▶ **Provided information**
==========
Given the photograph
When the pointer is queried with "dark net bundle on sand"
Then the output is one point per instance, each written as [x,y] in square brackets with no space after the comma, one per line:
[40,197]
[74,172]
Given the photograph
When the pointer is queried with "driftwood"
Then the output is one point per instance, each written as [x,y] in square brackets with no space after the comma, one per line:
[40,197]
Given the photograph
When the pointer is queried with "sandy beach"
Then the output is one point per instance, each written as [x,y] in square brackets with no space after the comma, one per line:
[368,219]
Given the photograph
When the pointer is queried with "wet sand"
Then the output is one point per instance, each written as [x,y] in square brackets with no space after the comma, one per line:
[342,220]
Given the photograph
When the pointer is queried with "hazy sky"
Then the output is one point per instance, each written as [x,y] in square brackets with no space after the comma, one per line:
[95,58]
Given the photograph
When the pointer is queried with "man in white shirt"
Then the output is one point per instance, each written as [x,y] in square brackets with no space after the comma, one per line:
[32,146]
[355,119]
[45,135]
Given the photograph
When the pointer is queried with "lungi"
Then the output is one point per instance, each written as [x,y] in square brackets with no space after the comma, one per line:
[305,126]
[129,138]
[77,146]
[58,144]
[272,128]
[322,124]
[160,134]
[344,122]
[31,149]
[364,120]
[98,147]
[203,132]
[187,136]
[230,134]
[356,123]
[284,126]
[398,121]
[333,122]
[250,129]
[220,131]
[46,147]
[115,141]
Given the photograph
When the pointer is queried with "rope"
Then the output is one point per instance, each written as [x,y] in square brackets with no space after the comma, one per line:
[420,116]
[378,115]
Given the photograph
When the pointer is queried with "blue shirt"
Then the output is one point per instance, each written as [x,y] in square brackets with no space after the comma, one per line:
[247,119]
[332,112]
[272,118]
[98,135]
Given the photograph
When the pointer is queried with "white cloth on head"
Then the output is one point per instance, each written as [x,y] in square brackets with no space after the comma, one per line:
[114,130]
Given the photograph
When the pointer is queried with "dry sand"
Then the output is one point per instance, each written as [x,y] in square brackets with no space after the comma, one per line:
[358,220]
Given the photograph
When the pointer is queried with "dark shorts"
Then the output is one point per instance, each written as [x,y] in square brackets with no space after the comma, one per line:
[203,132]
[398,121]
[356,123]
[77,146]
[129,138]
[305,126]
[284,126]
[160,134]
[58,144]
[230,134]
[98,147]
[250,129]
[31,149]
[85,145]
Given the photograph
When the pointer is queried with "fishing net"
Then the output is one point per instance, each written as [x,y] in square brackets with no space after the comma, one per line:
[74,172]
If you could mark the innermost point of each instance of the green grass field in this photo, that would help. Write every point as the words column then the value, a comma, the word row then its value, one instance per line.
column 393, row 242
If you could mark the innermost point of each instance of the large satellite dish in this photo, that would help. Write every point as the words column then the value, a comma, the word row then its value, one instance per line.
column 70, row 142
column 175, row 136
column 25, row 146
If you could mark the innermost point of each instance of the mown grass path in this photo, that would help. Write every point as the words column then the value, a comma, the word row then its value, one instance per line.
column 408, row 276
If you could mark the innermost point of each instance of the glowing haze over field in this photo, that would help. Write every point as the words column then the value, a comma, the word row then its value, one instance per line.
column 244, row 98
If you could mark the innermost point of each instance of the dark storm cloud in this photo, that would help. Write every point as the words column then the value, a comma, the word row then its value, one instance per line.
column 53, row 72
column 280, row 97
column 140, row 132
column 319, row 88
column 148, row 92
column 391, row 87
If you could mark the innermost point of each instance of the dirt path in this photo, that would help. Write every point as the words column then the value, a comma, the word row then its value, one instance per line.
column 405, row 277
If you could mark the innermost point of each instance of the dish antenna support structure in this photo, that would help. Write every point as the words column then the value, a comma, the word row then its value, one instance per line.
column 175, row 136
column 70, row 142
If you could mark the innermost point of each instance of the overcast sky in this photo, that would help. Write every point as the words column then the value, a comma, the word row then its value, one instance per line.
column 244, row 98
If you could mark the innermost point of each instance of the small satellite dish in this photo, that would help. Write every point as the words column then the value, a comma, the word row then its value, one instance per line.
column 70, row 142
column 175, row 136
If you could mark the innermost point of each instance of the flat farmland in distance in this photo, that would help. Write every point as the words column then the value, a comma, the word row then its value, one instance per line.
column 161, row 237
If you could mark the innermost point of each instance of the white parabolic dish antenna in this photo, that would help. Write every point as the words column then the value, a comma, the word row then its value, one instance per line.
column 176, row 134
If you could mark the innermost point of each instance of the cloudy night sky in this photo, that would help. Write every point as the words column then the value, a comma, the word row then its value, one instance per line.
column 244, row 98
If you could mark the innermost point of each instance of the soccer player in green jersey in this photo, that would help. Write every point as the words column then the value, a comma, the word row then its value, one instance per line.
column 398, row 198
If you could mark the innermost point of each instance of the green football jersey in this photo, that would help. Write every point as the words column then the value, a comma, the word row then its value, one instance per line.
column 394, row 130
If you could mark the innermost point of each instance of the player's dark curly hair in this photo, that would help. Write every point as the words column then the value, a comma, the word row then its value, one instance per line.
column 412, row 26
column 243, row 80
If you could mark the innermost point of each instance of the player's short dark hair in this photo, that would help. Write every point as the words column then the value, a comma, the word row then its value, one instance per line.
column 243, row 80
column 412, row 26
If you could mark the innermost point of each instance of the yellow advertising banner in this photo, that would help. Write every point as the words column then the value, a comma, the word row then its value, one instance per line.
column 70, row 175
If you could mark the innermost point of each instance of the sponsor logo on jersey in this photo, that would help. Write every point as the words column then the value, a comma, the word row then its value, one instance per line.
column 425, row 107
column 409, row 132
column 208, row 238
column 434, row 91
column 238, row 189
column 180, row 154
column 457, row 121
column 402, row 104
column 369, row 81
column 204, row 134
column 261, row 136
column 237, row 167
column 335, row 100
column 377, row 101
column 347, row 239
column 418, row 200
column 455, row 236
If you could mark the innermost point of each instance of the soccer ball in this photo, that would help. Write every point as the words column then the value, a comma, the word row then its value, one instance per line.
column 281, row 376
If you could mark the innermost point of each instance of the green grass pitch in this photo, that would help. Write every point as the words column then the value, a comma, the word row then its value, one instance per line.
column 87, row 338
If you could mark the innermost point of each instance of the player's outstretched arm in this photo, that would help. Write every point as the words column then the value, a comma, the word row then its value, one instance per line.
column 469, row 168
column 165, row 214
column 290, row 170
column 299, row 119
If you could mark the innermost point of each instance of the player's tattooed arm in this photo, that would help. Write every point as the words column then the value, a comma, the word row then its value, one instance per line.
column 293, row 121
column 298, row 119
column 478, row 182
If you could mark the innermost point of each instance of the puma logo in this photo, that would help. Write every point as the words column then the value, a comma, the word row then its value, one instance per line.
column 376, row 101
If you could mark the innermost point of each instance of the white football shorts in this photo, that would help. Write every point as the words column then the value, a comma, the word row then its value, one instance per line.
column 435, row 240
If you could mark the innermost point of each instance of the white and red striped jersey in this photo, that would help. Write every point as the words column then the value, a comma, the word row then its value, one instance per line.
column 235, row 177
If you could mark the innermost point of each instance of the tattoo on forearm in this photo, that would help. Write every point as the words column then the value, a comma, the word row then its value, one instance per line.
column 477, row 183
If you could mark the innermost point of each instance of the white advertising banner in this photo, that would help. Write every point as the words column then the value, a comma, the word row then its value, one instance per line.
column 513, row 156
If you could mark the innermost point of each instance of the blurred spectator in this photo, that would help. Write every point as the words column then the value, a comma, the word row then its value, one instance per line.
==========
▶ **Exercise brief**
Convert the lines of the items above, from the line containing "the white and" up to and including the line containing "column 235, row 177", into a numbered list, and leave out any blank lines.

▶ **The reply**
1. If you could mark the innermost point of each instance of the white and red striped jersey in this photo, that would help. Write every point as the words column then the value, a comma, the word row then its value, one instance per line.
2. column 235, row 177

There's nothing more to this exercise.